___ DATA SECTION ___
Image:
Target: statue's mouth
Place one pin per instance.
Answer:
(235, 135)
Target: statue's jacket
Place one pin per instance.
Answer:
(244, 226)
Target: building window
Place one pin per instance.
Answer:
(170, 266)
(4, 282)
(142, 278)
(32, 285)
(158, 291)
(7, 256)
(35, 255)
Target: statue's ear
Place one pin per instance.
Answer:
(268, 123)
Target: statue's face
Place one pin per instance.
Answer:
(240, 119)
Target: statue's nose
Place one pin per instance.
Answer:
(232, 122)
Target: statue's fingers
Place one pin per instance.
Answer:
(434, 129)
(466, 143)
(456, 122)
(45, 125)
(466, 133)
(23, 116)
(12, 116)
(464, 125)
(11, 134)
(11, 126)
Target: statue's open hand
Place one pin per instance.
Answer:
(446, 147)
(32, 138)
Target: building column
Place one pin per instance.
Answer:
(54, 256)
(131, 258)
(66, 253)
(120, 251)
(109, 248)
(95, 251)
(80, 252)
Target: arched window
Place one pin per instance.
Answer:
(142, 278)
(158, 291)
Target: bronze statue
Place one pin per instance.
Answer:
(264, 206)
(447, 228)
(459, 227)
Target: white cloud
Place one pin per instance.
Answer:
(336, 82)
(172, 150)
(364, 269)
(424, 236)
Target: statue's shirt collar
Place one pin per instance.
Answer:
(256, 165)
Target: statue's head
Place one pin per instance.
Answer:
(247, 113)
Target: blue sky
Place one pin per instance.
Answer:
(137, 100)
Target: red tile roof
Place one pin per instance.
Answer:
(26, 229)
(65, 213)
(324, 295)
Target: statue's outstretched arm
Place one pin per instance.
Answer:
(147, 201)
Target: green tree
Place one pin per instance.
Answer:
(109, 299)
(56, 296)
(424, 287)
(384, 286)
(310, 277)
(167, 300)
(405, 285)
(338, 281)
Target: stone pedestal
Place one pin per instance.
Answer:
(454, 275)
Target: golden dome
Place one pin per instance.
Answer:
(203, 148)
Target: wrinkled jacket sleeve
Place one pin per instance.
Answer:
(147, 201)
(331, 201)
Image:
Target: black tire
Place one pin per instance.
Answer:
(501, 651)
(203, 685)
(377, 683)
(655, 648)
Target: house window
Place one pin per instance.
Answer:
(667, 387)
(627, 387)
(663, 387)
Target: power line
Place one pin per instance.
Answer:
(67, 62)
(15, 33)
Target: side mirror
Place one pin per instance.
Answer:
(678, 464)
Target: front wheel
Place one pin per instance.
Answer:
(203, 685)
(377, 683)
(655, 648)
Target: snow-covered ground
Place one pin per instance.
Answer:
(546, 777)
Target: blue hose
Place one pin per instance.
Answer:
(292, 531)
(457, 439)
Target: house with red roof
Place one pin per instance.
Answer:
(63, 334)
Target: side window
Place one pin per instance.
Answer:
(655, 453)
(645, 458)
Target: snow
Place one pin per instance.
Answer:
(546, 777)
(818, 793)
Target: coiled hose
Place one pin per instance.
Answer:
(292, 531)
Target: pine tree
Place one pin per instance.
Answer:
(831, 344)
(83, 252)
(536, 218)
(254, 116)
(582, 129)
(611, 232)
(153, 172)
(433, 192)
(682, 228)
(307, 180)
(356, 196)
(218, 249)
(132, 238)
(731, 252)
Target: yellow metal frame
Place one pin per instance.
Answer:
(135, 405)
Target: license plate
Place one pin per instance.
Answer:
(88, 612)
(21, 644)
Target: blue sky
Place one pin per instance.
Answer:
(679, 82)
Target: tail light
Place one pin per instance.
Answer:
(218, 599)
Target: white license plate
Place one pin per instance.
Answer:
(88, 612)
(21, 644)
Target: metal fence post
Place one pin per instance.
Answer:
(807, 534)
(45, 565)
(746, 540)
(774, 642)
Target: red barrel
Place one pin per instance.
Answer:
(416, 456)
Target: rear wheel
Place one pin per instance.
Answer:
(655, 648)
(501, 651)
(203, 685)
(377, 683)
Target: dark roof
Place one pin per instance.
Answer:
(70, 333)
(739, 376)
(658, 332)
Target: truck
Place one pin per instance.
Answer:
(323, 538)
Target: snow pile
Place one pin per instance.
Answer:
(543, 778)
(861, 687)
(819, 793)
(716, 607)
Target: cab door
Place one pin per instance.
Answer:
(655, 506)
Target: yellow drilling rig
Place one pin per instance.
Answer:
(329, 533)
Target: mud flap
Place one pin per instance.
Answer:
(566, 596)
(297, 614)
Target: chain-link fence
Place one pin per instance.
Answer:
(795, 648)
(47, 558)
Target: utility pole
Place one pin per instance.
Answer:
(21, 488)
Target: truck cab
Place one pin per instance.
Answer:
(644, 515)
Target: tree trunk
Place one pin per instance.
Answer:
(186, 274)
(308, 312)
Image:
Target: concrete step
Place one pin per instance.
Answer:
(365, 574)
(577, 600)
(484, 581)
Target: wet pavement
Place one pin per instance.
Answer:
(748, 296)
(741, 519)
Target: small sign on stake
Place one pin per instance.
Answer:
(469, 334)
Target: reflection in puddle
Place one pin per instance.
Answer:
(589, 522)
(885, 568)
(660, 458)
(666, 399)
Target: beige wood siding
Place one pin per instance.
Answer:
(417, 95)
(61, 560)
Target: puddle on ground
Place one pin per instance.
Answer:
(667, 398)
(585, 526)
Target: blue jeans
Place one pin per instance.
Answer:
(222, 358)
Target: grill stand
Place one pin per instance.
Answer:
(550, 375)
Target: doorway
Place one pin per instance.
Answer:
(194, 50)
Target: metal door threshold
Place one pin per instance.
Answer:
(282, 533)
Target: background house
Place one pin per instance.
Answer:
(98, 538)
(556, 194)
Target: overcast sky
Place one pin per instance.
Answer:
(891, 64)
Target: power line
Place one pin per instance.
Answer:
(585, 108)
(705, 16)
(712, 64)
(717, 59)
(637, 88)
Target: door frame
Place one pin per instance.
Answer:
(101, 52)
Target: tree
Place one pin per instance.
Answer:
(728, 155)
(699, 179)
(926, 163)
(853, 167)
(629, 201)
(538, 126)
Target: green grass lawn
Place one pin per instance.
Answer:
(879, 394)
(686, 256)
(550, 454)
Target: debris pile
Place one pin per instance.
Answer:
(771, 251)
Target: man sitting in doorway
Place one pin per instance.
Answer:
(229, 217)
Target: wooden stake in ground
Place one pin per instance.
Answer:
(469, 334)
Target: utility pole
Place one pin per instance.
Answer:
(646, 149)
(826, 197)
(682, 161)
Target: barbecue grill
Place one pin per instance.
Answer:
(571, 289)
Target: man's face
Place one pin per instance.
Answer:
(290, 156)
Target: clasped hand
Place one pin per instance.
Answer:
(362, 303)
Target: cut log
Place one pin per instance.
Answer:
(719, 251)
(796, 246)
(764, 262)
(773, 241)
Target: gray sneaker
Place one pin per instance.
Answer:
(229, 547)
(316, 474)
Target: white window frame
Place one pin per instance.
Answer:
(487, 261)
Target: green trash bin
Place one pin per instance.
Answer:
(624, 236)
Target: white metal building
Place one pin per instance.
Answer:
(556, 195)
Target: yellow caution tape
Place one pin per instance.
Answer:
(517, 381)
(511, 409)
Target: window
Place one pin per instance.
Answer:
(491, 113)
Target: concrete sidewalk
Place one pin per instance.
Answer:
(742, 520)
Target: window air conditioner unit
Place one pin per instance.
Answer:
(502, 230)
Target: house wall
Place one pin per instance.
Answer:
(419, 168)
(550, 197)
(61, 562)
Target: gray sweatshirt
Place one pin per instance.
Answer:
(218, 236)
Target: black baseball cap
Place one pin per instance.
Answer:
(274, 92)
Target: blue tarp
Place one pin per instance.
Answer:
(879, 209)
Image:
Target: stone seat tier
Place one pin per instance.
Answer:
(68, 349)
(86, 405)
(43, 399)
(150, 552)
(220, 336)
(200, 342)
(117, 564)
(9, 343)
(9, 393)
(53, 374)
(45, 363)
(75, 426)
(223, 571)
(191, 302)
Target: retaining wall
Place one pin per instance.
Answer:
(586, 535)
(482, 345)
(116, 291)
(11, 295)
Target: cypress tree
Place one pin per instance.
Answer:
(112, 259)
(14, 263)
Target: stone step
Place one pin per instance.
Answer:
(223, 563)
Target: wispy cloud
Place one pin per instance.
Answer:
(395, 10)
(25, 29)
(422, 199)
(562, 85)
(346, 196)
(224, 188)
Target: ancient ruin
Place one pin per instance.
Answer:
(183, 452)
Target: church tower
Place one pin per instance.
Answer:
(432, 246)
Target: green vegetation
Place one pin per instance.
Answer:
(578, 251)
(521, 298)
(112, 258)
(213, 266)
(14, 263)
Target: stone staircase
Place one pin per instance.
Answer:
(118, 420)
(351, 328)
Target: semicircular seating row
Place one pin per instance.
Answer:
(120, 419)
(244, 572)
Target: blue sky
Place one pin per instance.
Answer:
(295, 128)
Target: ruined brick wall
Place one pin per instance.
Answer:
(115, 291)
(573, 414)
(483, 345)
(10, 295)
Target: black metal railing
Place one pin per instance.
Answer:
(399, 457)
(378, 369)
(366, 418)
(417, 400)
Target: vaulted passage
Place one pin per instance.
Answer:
___
• [EXERCISE PROMPT]: Could you quote, exactly as they appear, the line containing "Target: retaining wall" and every line after it to the end of the records above?

• [TASK SOLUTION]:
Target: retaining wall
Place one pin per instance.
Answer:
(586, 535)
(482, 345)
(116, 291)
(11, 295)
Target: cypress tree
Place one pin per instance.
Answer:
(112, 259)
(14, 263)
Target: stone step
Place one pin per instance.
Answer:
(223, 563)
Target: wispy cloud
Place one pin per instance.
Answer:
(395, 10)
(25, 29)
(422, 199)
(562, 85)
(346, 196)
(224, 188)
Target: ancient ruin
Place one pin per instance.
Answer:
(183, 452)
Target: church tower
Place one pin per instance.
Answer:
(432, 246)
Target: green vegetation
Place one pin per instance.
Answer:
(578, 251)
(521, 298)
(112, 258)
(213, 266)
(14, 263)
Target: stone staircase
Place one pin per instance.
Answer:
(118, 420)
(351, 328)
Target: semicircular seating row
Place one pin per instance.
Answer:
(120, 419)
(244, 572)
Target: blue sky
Place one pin per instance.
Answer:
(295, 128)
Target: ruined brick wall
Place one pin per instance.
Answer:
(115, 291)
(573, 414)
(483, 345)
(10, 295)
Target: black metal railing
Place one pin per instance.
Answer:
(399, 457)
(378, 369)
(366, 418)
(417, 400)
Target: vaulted passage
Place one pin per instance.
Answer:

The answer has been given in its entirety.